== PAGE TEXT ==
Build scripts for most languages expect something very like this, and it's easy to import one package's source into another, so I could put common code in a "Marklib" project, and get work done.

Making this happen in Julia was a lot more difficult. With a little help from Slack I made sense of the terrible package documentation for Julia and the incomprehensible errors, and wrote a script juliaMakePackage.zsh:

#!/bin/zsh
if [[ $# -ne 1 ]]; then
    echo "Usage: juliaMakePackage.zsh NAME"
    exit 1
fi
name=$1
devdir=$HOME/Code/CodeJulia
cd $devdir
julia -E "using Pkg; Pkg.activate(\".\"); Pkg.generate(\"${name}\")"
cd $name
git init
git add .
git commit -m "Initial commit"
cd ..
julia -E "using Pkg; Pkg.develop(PackageSpec(url=\"${devdir}/${name}\"))"

And then added the main dir and all packages I make to ~/.julia/config/startup.jl:

# startup.jl

push!(LOAD_PATH, pwd())
push!(LOAD_PATH, "$(homedir())/Code/CodeJulia")
push!(LOAD_PATH, "$(homedir())/Code/CodeJulia/Marklib")

println("READY $(pwd())")

Now finally I can:

% julia
READY /Users/mdh
julia> using Marklib
julia> Marklib.greet()
Hello World!
julia>

And from there start putting in my libs. Each one needs a package and a startup entry; I may have to automate that by walking my code dir. Waste of several hours figuring that out.

Julia String Concatenation

Last time, I was uncertain about string concatenation, so I did a test:

#!/usr/bin/env julia

const kTestText = "abcdefghijklmnopqrstuvwxyz0123456789\n"
const kLoops = 10000

function stringString()
    s = ""
    for i in 1:kLoops
        s = "$s$kTestText"
    end
    return s
end

function bufferString()
    sb = IOBuffer()
    for i in 1:kLoops
        print(sb, kTestText)
    end
    return String(take!(sb))
end

function vectorString()
    sb = Vector()
    for i in 1:kLoops
        push!(sb, kTestText)
    end
    return join(sb, "")
end

function typedVectorString()
    sb = Vector{AbstractString}()
    for i in 1:kLoops
        push!(sb, kTestText)
    end
    return join(sb, "")
end

println("*** stringString")
@timev stringString()
sleep(2)

println("\n*** bufferString")
@timev bufferString()
sleep(2)

println("\n*** vectorString")
@timev vectorString()
sleep(2)

println("\n*** typedVectorString")
@timev typedVectorString()

*** stringString
  1.100197 seconds (21.24 k allocations: 1.725 GiB, 15.94% gc time)
elapsed time (ns): 1100197167
gc time (ns):      175349222
bytes allocated:   1851904041
pool allocs:       11292
non-pool GC allocs:9950
GC pauses:         79

*** bufferString
  0.006864 seconds (11.80 k allocations: 1.134 MiB)
elapsed time (ns): 6864042
bytes allocated:   1189493
pool allocs:       11794
non-pool GC allocs:3
realloc() calls:   8

*** vectorString
  0.017380 seconds (26.68 k allocations: 2.191 MiB)
===
== SUPPLIED MATERIAL ==
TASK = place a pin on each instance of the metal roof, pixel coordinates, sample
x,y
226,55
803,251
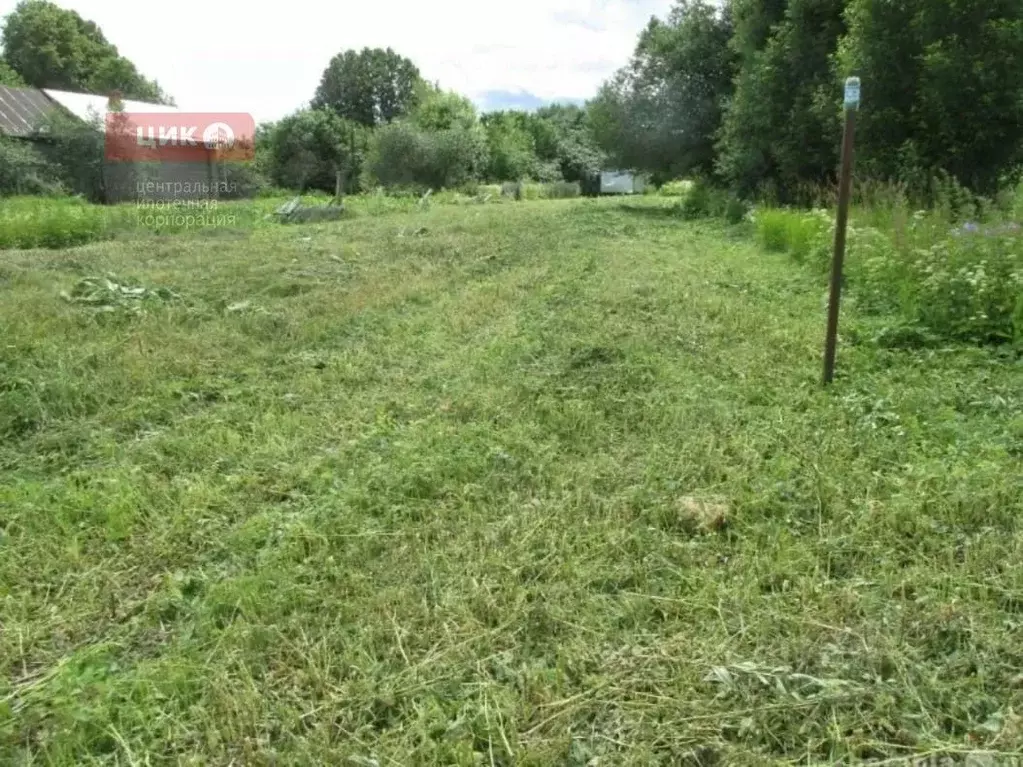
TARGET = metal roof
x,y
88,106
21,110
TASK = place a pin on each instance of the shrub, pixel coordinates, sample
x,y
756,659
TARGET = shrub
x,y
735,210
530,190
25,171
677,188
49,222
772,230
698,201
562,190
969,286
798,233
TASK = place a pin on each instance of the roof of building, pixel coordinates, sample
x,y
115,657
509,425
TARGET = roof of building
x,y
89,106
21,109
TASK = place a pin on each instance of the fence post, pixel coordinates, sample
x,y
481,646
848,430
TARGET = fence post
x,y
841,225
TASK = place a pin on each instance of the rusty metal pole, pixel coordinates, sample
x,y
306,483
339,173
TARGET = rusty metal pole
x,y
841,225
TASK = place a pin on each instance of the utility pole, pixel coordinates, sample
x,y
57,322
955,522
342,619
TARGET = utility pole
x,y
841,225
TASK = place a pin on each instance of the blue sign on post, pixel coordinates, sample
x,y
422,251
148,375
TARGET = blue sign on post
x,y
852,93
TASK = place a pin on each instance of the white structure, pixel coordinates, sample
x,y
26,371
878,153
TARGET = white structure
x,y
621,182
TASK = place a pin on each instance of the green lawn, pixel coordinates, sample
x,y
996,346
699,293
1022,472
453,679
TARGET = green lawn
x,y
536,484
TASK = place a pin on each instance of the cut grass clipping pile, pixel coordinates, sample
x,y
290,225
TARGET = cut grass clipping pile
x,y
539,484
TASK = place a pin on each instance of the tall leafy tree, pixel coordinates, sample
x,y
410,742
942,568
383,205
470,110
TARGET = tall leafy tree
x,y
52,47
8,77
941,87
370,87
305,150
782,127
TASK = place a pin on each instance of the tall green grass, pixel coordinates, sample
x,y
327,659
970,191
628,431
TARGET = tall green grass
x,y
953,279
50,222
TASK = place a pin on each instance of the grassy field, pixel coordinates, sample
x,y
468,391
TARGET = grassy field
x,y
536,484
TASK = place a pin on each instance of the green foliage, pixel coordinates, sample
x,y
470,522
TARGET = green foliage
x,y
441,110
510,146
794,232
941,87
783,126
52,47
7,75
480,485
562,190
677,188
76,150
35,222
706,200
369,87
307,148
552,144
24,170
403,154
662,113
965,285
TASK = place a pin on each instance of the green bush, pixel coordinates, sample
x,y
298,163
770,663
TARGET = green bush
x,y
51,222
969,286
795,232
24,170
772,230
678,188
562,190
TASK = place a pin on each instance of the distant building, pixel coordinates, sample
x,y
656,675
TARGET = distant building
x,y
622,182
25,114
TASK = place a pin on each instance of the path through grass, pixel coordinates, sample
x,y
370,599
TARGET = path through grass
x,y
536,484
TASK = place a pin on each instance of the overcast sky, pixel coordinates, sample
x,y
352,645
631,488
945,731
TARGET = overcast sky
x,y
266,58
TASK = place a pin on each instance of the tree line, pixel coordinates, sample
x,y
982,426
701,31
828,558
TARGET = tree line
x,y
743,93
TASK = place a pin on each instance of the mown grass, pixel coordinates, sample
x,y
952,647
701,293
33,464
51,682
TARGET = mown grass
x,y
539,484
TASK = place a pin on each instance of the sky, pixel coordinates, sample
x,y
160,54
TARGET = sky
x,y
266,59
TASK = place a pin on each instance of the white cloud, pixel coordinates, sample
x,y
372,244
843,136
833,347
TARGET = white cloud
x,y
267,58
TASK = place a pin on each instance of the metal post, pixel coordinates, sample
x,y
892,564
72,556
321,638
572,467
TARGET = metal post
x,y
841,225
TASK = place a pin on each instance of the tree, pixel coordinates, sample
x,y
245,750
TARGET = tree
x,y
369,87
51,47
306,149
941,87
8,77
404,154
782,127
440,110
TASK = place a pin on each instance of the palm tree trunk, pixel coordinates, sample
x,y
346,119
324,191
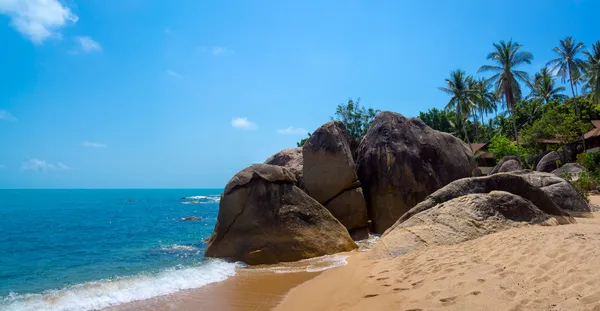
===
### WHAT NEEDS TO BE DONE
List every function that the string concatenation test in the Julia text defines. The items play no part in this exercise.

### ANSWER FOR THIS EXERCISE
stringString, bufferString, vectorString, typedVectorString